>> Begin

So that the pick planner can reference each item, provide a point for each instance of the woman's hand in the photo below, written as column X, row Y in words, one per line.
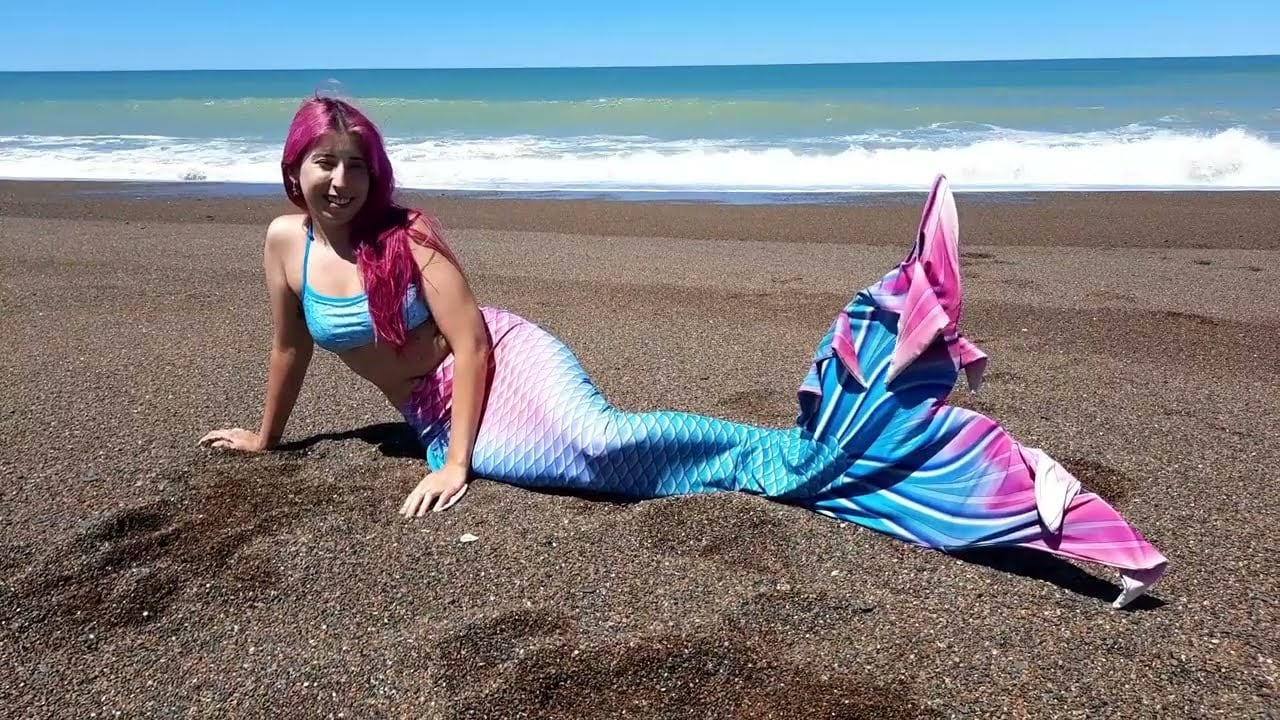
column 234, row 438
column 438, row 491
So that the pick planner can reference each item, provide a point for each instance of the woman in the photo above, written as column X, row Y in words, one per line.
column 493, row 395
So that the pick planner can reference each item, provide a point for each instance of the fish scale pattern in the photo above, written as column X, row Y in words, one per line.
column 874, row 441
column 547, row 425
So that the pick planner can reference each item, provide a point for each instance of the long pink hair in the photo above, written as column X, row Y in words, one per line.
column 382, row 229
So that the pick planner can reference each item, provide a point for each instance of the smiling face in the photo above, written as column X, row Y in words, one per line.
column 334, row 177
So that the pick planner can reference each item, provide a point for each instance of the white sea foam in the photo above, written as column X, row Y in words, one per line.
column 986, row 159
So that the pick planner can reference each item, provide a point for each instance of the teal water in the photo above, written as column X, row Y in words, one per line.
column 1146, row 123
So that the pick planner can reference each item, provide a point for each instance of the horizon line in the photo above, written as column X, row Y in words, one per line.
column 659, row 65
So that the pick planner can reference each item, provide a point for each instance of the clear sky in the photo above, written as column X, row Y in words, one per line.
column 430, row 33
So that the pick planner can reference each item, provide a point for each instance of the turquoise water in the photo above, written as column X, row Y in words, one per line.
column 1043, row 124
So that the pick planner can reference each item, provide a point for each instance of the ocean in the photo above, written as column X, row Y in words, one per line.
column 1203, row 123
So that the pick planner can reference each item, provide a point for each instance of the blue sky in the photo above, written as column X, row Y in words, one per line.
column 397, row 33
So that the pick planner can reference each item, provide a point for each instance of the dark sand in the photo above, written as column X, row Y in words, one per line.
column 1134, row 337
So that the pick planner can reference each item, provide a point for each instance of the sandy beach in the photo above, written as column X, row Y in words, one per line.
column 1133, row 336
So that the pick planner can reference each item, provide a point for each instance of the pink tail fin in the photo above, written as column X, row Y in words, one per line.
column 933, row 299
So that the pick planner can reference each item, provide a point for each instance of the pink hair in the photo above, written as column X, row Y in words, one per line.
column 382, row 229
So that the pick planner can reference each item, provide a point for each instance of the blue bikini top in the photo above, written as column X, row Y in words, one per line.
column 344, row 323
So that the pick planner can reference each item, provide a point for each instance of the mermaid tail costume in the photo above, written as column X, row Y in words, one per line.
column 874, row 441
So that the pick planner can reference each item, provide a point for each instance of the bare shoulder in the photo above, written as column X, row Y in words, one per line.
column 284, row 232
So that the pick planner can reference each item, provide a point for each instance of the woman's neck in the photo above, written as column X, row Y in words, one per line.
column 337, row 236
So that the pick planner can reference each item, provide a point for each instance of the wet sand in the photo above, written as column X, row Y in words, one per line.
column 1133, row 336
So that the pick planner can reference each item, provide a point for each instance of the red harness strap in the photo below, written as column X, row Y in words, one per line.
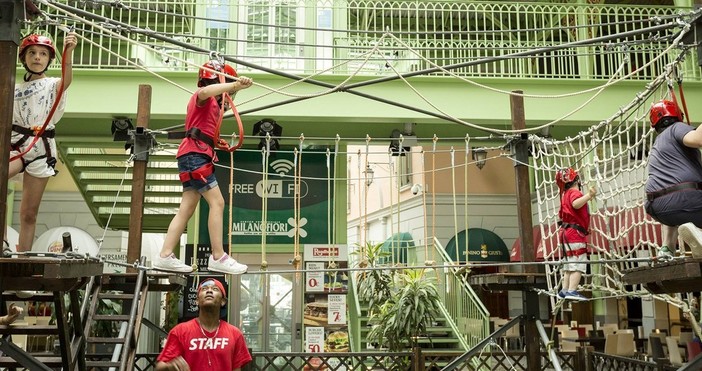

>> End

◆ **Instructions to follow**
Reproduce, word for word, the stretch of the rows above that opens with the line containing "of the clear" and closes with the line containing "column 933, row 299", including both of those lines.

◆ **Worked solution**
So that the pick planner can reference each item, provide a point for each instance of the clear sky in the photo above, written as column X, row Y in words, one per line.
column 430, row 33
So that the pick planner can reference each item, provide a point for each instance of the turquoise water in the photo above, written as column X, row Y in words, one per line.
column 1043, row 124
So that the pick planner can reference each item, provide a point for each instance of the ocean in the photo above, written as column X, row Y in words, one per line.
column 1203, row 123
So that the pick planner can reference each item, provide a point for each instance of the blue sky in the photo above, written as column X, row Y in words, one per line.
column 397, row 33
So that the pick planner can reference each item, provide a point for each instance of the dark sand in the photo above, written as column X, row Y in words, one per line.
column 1134, row 337
So that the pick planner can reference each item, provide a point for each instance of the sandy beach in the photo above, written as column X, row Y in words, one per line.
column 1133, row 336
So that the pick planner can reference each item, provide a point for each instance of the pink tail fin in the photo above, written as column X, row Y in words, one per line.
column 933, row 299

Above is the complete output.